§ **TASK DIRECTIONS**
The records that follow are to be repeated exactly, with the pictures removed.
--- BEGIN DATASET ENTRIES ---
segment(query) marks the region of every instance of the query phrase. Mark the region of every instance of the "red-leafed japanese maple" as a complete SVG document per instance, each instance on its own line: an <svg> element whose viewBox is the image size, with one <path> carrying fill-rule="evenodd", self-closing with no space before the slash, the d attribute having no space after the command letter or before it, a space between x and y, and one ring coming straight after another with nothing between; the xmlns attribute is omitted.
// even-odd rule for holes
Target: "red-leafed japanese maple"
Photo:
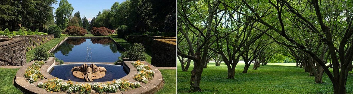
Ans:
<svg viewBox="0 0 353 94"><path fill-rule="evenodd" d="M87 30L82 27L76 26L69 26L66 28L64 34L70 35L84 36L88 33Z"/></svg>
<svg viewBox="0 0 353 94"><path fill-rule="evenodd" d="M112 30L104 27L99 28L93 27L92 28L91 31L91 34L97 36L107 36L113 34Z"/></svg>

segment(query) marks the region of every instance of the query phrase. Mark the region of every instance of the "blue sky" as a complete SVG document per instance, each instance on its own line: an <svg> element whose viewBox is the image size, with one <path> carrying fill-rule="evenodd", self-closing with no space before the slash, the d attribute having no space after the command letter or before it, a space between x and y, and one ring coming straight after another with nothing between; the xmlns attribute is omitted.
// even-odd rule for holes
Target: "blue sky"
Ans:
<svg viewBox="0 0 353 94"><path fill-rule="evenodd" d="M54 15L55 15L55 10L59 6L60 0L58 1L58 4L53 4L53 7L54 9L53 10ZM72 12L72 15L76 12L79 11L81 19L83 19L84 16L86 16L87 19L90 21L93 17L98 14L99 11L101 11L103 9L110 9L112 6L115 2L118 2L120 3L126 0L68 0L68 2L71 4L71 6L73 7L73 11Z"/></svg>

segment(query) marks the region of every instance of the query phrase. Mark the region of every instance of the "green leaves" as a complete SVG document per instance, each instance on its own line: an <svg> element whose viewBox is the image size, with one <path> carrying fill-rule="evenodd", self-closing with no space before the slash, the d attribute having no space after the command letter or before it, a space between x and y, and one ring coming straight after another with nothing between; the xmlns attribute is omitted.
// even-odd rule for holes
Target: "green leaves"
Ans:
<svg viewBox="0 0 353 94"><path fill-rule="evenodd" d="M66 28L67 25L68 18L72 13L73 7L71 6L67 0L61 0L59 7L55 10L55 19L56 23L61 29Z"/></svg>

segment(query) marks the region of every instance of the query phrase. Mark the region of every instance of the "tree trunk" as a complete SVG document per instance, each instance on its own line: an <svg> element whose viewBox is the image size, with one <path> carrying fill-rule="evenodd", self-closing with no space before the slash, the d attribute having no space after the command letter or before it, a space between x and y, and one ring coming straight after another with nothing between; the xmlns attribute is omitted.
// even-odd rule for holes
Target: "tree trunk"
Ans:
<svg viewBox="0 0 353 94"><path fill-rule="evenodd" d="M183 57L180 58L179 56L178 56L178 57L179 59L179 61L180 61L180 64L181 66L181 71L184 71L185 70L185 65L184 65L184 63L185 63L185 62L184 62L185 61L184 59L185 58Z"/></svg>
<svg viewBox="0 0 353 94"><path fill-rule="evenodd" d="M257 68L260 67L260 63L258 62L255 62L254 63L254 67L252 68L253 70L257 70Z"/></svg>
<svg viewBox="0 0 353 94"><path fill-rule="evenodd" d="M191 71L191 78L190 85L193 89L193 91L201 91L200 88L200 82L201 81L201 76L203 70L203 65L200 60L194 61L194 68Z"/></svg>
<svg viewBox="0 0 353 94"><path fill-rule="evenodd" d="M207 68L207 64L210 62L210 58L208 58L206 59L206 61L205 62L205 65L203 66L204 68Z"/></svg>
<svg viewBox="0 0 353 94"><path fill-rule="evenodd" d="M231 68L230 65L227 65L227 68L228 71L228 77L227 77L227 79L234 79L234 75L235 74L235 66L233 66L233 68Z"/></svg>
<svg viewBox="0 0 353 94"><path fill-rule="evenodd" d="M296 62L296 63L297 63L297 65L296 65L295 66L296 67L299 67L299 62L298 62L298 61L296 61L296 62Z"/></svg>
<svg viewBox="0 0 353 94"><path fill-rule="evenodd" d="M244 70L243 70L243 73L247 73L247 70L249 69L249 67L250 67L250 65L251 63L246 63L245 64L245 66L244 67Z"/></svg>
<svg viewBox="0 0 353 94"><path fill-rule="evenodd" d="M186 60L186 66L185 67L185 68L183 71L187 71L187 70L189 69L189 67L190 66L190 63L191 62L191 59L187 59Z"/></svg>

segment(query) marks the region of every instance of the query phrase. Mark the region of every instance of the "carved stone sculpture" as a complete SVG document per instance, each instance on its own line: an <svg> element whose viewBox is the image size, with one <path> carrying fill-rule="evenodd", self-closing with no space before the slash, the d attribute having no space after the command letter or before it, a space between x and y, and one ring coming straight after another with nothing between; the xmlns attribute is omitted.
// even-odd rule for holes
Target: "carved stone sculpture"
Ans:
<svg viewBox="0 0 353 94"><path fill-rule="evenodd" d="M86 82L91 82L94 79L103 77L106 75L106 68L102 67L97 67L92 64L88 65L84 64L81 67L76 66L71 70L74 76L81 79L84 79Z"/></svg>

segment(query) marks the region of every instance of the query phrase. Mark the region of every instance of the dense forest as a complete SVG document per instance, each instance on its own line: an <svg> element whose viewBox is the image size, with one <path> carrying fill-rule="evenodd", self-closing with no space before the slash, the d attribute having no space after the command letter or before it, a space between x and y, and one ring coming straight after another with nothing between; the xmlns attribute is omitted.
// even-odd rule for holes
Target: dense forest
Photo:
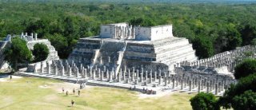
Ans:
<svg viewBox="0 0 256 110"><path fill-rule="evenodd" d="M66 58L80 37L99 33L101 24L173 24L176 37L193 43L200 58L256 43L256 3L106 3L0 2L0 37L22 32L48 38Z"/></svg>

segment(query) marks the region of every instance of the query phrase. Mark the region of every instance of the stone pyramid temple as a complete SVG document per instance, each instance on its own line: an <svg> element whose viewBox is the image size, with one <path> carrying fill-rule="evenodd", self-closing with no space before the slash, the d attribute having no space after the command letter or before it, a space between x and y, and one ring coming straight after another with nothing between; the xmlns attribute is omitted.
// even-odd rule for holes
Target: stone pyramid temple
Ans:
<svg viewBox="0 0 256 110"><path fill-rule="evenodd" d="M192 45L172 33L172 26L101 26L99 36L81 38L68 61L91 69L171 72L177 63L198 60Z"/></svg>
--- END DATASET ENTRIES ---
§ **PROBLEM SOLUTION**
segment(query) marks the region of every instance of the query phrase. Mark the region of every instance of the "red-leafed japanese maple" as a complete SVG document per instance, each instance on its own line: an <svg> element whose viewBox is the image size, with one <path> carrying fill-rule="evenodd", self-closing with no space before the slash, the d attribute having no space after the command letter or before it, a space between x and y, and one ring coming straight after another with nothing between; the xmlns attribute is omitted.
// even-odd rule for holes
Target: "red-leafed japanese maple"
Photo:
Ans:
<svg viewBox="0 0 353 94"><path fill-rule="evenodd" d="M87 30L82 27L76 26L69 26L66 28L64 34L70 35L84 36L88 33Z"/></svg>
<svg viewBox="0 0 353 94"><path fill-rule="evenodd" d="M112 30L104 27L99 28L93 27L92 28L91 31L91 34L97 36L107 36L113 34Z"/></svg>

segment(query) marks the region of every instance of the query phrase. Mark the region of every instance of the "blue sky" as a complete SVG document per instance, each instance on its own line: an <svg> element whose viewBox is the image size, with one <path> carrying fill-rule="evenodd", self-closing with no space before the slash, the d attribute having no space after the command letter or before it, a space between x and y, and one ring coming straight after another with nothing between; the xmlns attribute is omitted.
// even-odd rule for holes
Target: "blue sky"
Ans:
<svg viewBox="0 0 353 94"><path fill-rule="evenodd" d="M54 15L55 15L55 10L59 6L60 0L58 1L58 4L53 4L53 7L54 9L53 10ZM72 12L72 15L76 12L79 11L81 19L83 19L84 16L86 16L87 19L90 21L93 17L98 14L99 11L101 11L103 9L110 9L112 6L115 2L118 2L120 3L126 0L68 0L68 2L71 4L71 6L73 7L73 11Z"/></svg>

segment(query) marks the region of every instance of the query phrase. Mark the region of every instance of the "green leaves" as a complete SVG document per instance, each instance on its own line: an <svg> element whose viewBox is the image size, with one <path> carrying fill-rule="evenodd", self-closing with no space before the slash, the d attribute having no space after the command letter or before it, a space between x and y, and one ring coming straight after another with nothing between; the xmlns attribute is omitted.
// even-odd rule for holes
Target: "green leaves"
Ans:
<svg viewBox="0 0 353 94"><path fill-rule="evenodd" d="M66 28L67 25L68 18L72 13L73 7L71 6L67 0L61 0L59 7L55 10L55 19L56 23L61 29Z"/></svg>

segment(query) marks the region of every instance of the query phrase. Mark the region of every instance of the "tree trunk" as a complete SVG document per instance, each instance on its own line: an <svg> element whose viewBox is the image size, with one <path> carrying fill-rule="evenodd", self-closing with no space before the slash, the d attribute having no space after the command letter or before it, a space between x and y, and one ring coming straight after another with nothing between; the xmlns attribute is omitted.
// even-odd rule for holes
Target: "tree trunk"
Ans:
<svg viewBox="0 0 353 94"><path fill-rule="evenodd" d="M183 57L180 58L179 56L178 56L178 57L179 59L179 61L180 61L180 64L181 66L181 71L184 71L185 70L185 65L184 65L184 63L185 63L185 62L184 62L185 61L184 59L185 58Z"/></svg>
<svg viewBox="0 0 353 94"><path fill-rule="evenodd" d="M257 68L260 67L260 63L258 62L255 62L254 63L254 67L252 68L253 70L257 70Z"/></svg>
<svg viewBox="0 0 353 94"><path fill-rule="evenodd" d="M191 71L191 78L190 85L193 89L193 91L201 91L200 88L200 82L201 81L201 76L203 70L203 65L200 60L194 61L194 68Z"/></svg>
<svg viewBox="0 0 353 94"><path fill-rule="evenodd" d="M207 68L207 64L210 62L210 58L208 58L206 59L206 61L205 62L205 65L203 66L204 68Z"/></svg>
<svg viewBox="0 0 353 94"><path fill-rule="evenodd" d="M231 68L230 65L227 65L227 68L228 71L228 77L227 77L227 79L234 79L234 75L235 74L235 66L233 66L233 68Z"/></svg>
<svg viewBox="0 0 353 94"><path fill-rule="evenodd" d="M296 62L296 63L297 63L297 65L296 65L295 66L296 67L299 67L299 62L298 62L298 61L296 61L296 62Z"/></svg>
<svg viewBox="0 0 353 94"><path fill-rule="evenodd" d="M244 70L243 70L243 73L247 73L247 70L249 69L249 67L250 67L250 65L251 63L246 63L245 64L245 66L244 67Z"/></svg>
<svg viewBox="0 0 353 94"><path fill-rule="evenodd" d="M186 60L186 66L185 67L185 68L183 71L187 71L187 70L189 69L189 67L190 66L190 63L191 62L191 59L187 59Z"/></svg>

segment(query) marks the region of every instance of the query phrase. Mark the region of every instance of the "carved stone sculpture" as a complete SVG document per instance, each instance on its own line: an <svg> element whose viewBox is the image size, with one <path> carrying fill-rule="evenodd", self-closing with no space before the slash, the d attribute having no space after the command letter or before it, a space between x and y, and one ring coming straight after another with nothing between; the xmlns attribute is omitted.
// even-odd rule for holes
Target: "carved stone sculpture"
Ans:
<svg viewBox="0 0 353 94"><path fill-rule="evenodd" d="M86 82L91 82L94 79L103 77L106 75L106 68L102 67L97 67L92 64L88 65L84 64L81 67L76 66L71 70L74 76L81 79L84 79Z"/></svg>

segment(query) marks the region of every instance of the query phrase. Mark the region of every instance of the dense forest as a complete SVG document per instance, each instance on its own line: an <svg> element whose viewBox is the image size, with one <path> carrying fill-rule="evenodd", self-closing with no space before the slash, the d attribute having no space after the command letter or before it, a space between x and y, and one ring coming straight after another with nothing between; the xmlns attribute is omitted.
// even-odd rule for holes
Target: dense forest
Photo:
Ans:
<svg viewBox="0 0 256 110"><path fill-rule="evenodd" d="M66 58L80 37L99 33L101 24L173 24L176 37L193 43L200 58L256 43L256 3L106 3L0 2L0 37L22 32L48 38Z"/></svg>

segment(query) marks the region of every instance of the query phrase. Mark the region of every instance of the stone pyramid temple as a complete SVG document per instance, each instance on its own line: an <svg> element whose viewBox is the image size, with one <path> carrying fill-rule="evenodd", self-closing with no space before the slash, the d attribute having no space after the command letter or before it, a space between x and y, and one ring coming straight after another with nothing between; the xmlns attribute is omitted.
// even-odd rule for holes
Target: stone pyramid temple
Ans:
<svg viewBox="0 0 256 110"><path fill-rule="evenodd" d="M192 45L172 33L172 26L101 26L99 36L81 38L68 61L91 69L171 72L177 63L198 60Z"/></svg>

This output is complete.